[Items listed in a dataset]
Segment Open

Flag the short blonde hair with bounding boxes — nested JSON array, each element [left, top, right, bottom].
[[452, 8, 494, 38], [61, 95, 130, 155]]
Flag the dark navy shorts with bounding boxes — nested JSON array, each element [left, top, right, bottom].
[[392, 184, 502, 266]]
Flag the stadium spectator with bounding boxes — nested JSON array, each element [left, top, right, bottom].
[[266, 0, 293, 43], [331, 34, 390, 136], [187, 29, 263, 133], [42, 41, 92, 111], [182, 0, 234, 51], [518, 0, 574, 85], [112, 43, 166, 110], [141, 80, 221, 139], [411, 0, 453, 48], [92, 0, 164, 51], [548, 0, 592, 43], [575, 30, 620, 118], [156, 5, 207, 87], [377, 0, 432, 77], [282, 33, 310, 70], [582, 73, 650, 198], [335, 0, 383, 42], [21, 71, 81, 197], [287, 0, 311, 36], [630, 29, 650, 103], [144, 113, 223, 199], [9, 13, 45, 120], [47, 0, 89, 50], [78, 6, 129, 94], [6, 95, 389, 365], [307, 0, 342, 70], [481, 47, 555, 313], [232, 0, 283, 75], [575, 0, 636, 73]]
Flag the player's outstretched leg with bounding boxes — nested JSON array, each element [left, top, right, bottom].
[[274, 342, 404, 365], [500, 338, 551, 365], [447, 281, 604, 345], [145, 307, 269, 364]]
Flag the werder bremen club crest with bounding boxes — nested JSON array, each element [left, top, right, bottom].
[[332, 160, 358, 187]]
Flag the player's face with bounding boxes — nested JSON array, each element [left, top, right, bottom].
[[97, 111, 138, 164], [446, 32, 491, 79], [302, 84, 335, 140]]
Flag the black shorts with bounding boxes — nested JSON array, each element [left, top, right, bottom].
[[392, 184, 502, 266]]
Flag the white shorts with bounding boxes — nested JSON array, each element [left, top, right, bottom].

Segment Closed

A complete, exact copy of the entries above is what is wanted.

Flag the short blonde hair with bounding boxes — nested JSON array, each element [left, top, right, bottom].
[[452, 8, 494, 38], [61, 95, 130, 155]]
Flag the dark navy shorts with bounding boxes — nested JSON array, each element [left, top, right, bottom].
[[392, 184, 502, 266]]
Flag the stadium spectator with bounding boxes — nested JSON array, each element [left, top, right, bottom].
[[266, 0, 293, 43], [331, 34, 390, 136], [187, 29, 263, 133], [42, 41, 92, 111], [182, 0, 234, 51], [518, 0, 574, 85], [112, 43, 166, 110], [141, 80, 221, 139], [411, 0, 453, 48], [92, 0, 164, 51], [548, 0, 592, 43], [575, 30, 620, 118], [156, 5, 207, 87], [377, 0, 432, 77], [282, 33, 310, 70], [582, 73, 650, 198], [335, 0, 383, 42], [21, 71, 81, 197], [287, 0, 311, 36], [630, 29, 650, 103], [144, 113, 223, 199], [9, 13, 45, 120], [47, 0, 89, 50], [78, 6, 129, 94], [6, 95, 389, 365], [307, 0, 342, 70], [481, 47, 555, 313], [232, 0, 283, 75], [575, 0, 636, 73]]
Flag the player's outstretched leg with bounding boxes — nested JSON array, each element [left, top, right, bottom].
[[274, 342, 404, 365], [500, 338, 551, 365], [447, 281, 604, 345], [145, 307, 269, 364]]
Flag the werder bremen club crest with bounding boxes — nested JSON array, each element [left, top, right, bottom].
[[332, 160, 358, 187]]
Flag the player's face with bounding boxes — nested JSON array, each element [left, top, right, bottom].
[[97, 111, 138, 164], [446, 32, 491, 79], [302, 84, 335, 140]]
Flag the black shorts with bounding boxes — nested JSON array, each element [left, top, right, bottom].
[[392, 184, 502, 266]]
Flag the white shorts with bounding boxes — nested JSON array, each element [left, top, right, bottom].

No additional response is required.